### [ABOUT THIS EXERCISE]
Would you please restate every record exactly as written?

### [RECORDED DATA]
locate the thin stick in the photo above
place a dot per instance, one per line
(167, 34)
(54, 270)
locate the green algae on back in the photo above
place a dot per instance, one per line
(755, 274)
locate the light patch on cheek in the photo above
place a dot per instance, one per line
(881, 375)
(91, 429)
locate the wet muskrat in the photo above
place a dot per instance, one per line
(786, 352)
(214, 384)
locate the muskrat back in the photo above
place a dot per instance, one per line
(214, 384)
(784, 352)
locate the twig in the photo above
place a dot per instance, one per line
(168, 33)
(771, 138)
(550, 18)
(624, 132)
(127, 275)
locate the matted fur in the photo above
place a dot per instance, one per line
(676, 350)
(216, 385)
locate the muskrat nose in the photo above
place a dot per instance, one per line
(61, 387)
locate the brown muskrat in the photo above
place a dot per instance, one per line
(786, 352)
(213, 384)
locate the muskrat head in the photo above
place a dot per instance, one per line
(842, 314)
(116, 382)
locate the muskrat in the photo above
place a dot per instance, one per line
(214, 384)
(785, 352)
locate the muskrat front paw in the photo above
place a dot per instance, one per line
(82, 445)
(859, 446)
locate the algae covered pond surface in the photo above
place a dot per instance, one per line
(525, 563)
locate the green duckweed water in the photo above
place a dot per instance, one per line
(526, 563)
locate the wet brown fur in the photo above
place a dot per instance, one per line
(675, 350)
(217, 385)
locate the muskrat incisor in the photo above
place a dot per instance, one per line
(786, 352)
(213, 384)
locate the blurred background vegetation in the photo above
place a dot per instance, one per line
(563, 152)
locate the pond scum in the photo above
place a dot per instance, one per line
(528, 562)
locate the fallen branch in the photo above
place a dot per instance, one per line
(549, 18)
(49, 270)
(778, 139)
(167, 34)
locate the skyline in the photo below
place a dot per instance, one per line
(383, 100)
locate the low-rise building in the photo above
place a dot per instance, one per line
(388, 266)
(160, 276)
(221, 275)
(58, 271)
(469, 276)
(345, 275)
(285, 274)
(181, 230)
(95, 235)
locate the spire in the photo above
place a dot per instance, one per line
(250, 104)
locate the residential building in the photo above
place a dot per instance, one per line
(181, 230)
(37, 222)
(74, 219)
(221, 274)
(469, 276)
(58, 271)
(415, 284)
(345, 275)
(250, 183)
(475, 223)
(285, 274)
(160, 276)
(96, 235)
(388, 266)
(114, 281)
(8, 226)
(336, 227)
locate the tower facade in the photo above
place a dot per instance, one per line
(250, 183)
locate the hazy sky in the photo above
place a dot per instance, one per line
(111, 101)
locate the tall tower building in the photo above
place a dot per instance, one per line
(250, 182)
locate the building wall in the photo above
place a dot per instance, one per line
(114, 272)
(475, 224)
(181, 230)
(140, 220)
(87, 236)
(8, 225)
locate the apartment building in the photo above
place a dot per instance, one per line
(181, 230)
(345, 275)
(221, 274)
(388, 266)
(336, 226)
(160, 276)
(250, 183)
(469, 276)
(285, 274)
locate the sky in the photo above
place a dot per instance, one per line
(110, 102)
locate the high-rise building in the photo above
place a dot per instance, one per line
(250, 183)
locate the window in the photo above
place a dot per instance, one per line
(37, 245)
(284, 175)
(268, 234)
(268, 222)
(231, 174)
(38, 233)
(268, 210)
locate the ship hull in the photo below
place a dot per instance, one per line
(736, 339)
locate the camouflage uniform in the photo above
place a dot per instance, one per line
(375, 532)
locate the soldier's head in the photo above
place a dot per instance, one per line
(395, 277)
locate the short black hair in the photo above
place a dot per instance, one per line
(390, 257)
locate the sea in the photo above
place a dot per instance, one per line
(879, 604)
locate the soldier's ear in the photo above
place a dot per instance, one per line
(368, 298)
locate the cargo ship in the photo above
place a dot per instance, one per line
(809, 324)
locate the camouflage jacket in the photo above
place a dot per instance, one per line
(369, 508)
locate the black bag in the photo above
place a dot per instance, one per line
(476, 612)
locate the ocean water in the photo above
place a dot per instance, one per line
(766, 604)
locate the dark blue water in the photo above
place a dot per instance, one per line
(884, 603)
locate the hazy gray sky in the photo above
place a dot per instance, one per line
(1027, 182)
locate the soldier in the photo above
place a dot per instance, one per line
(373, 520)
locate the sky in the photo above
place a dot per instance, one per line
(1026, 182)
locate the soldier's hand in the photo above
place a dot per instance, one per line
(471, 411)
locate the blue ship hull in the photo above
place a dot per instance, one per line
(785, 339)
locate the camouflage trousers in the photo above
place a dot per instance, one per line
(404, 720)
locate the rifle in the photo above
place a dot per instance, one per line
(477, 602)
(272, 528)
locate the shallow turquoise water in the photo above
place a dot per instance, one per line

### [WRITTEN ANSWER]
locate the thin stick in the photo above
place a dot per instance, one per line
(167, 34)
(54, 270)
locate the green algae on back in the photo above
place a dot per instance, one per line
(755, 274)
locate the light patch on cheek in the photo above
place a dot per instance, one per line
(881, 375)
(91, 429)
locate the wet muskrat in the photo above
place a dot per instance, one per line
(786, 352)
(214, 384)
locate the muskrat back in the photo above
place a dot per instance, one per line
(214, 384)
(784, 352)
locate the twig in the photo above
place a dot per instance, one per line
(168, 33)
(771, 138)
(550, 18)
(624, 132)
(127, 275)
locate the matted fur in the photo above
place a dot per instance, one per line
(676, 350)
(216, 385)
locate the muskrat nose in the photo above
place a dot per instance, one per line
(61, 387)
locate the brown muskrat in the photo above
place a dot per instance, one per line
(786, 352)
(213, 384)
locate the muskrat head in the photo above
place a dot per instance, one per line
(842, 314)
(116, 382)
locate the muskrat in the photo above
place a dot per instance, one per line
(214, 384)
(785, 352)
locate the muskrat front paw in the photo above
place a dot per instance, one per line
(82, 445)
(859, 446)
locate the algae covered pond surface in the photo above
place a dot per instance, one per line
(525, 563)
locate the green duckweed water in the photo above
place a dot per instance, one per line
(526, 563)
locate the wet brown fur in the photo above
place a dot per instance, one per line
(675, 350)
(217, 385)
locate the muskrat incisor in the photo above
place a dot per instance, one per line
(786, 352)
(213, 384)
locate the blurred background vegetation in the photo above
place a dot per instance, one per line
(563, 152)
locate the pond scum in the photo above
place a dot per instance, one per line
(528, 562)
locate the fallen branch in the photo above
place a dot per instance, one per line
(549, 18)
(49, 270)
(778, 139)
(167, 34)
locate the skyline in the photo below
place a dot per instance, one per line
(383, 100)
locate the low-rise building in the photo above
place a dot per instance, one per line
(388, 266)
(160, 276)
(221, 275)
(58, 271)
(469, 276)
(345, 275)
(285, 274)
(181, 230)
(95, 235)
locate the spire in the photo above
place a dot per instance, one per line
(250, 104)
locate the residential building in the photo above
place a dot per instance, one per line
(181, 230)
(37, 222)
(74, 219)
(221, 274)
(469, 276)
(58, 271)
(415, 284)
(345, 275)
(250, 183)
(475, 223)
(285, 274)
(160, 276)
(96, 235)
(388, 266)
(114, 281)
(8, 226)
(336, 227)
locate the tower facade in the photo above
place a dot per instance, one per line
(250, 183)
locate the hazy sky in the photo above
place a dot per instance, one per line
(111, 101)
locate the tall tower building in the photo above
place a dot per instance, one per line
(250, 182)
locate the building wall in the photo above
place a dot per instance, one per line
(114, 272)
(475, 224)
(181, 230)
(140, 220)
(87, 236)
(8, 225)
locate the apartment building in the photo above
place a dot per instance, one per line
(181, 230)
(345, 275)
(221, 274)
(388, 266)
(336, 226)
(160, 276)
(250, 183)
(469, 276)
(285, 274)
locate the sky in the photo above
place a dot per instance, one per line
(110, 102)
locate the high-rise building in the photo above
place a dot per instance, one per line
(250, 183)
locate the window in the photo above
place a dot per instance, one per line
(37, 245)
(284, 175)
(268, 234)
(268, 222)
(231, 174)
(38, 233)
(268, 210)
locate the ship hull in the photo below
place a dot per instance, one per line
(736, 339)
locate the camouflage uniform in the photo above
place a dot per instance, one per line
(375, 532)
locate the soldier's head in the photo above
place a dot per instance, one per line
(395, 277)
locate the short black hair in the photo above
place a dot per instance, one per line
(390, 257)
locate the sea in the photo above
place a dot per instance, one per line
(879, 604)
locate the soldier's ear in the photo above
place a dot per instance, one per line
(368, 298)
locate the cargo ship in the photo above
place a dot per instance, one per line
(809, 324)
locate the camouflage jacket in the photo above
place a dot per instance, one per line
(369, 508)
locate the black bag in the photo above
place a dot per instance, one per line
(476, 612)
locate the ocean water in the photo above
place a dot per instance, one per line
(766, 604)
locate the dark blue water in the photo above
place a dot per instance, one per line
(884, 603)
locate the hazy gray sky in the photo above
place a dot per instance, one per line
(1027, 182)
locate the soldier in the photo above
place a dot per instance, one per line
(373, 520)
locate the sky in the photo above
place a dot per instance, one per line
(1026, 182)
locate the soldier's hand in the photo above
place a dot per instance, one per line
(471, 411)
locate the blue ship hull in the photo above
place a dot per instance, one per line
(785, 339)
locate the camouflage trousers in the photo above
place a dot per instance, one per line
(404, 720)
locate the rifle in the photo above
place a dot per instance, one per line
(477, 602)
(272, 528)
locate the shallow turquoise water in the photo above
place a dot per instance, one per line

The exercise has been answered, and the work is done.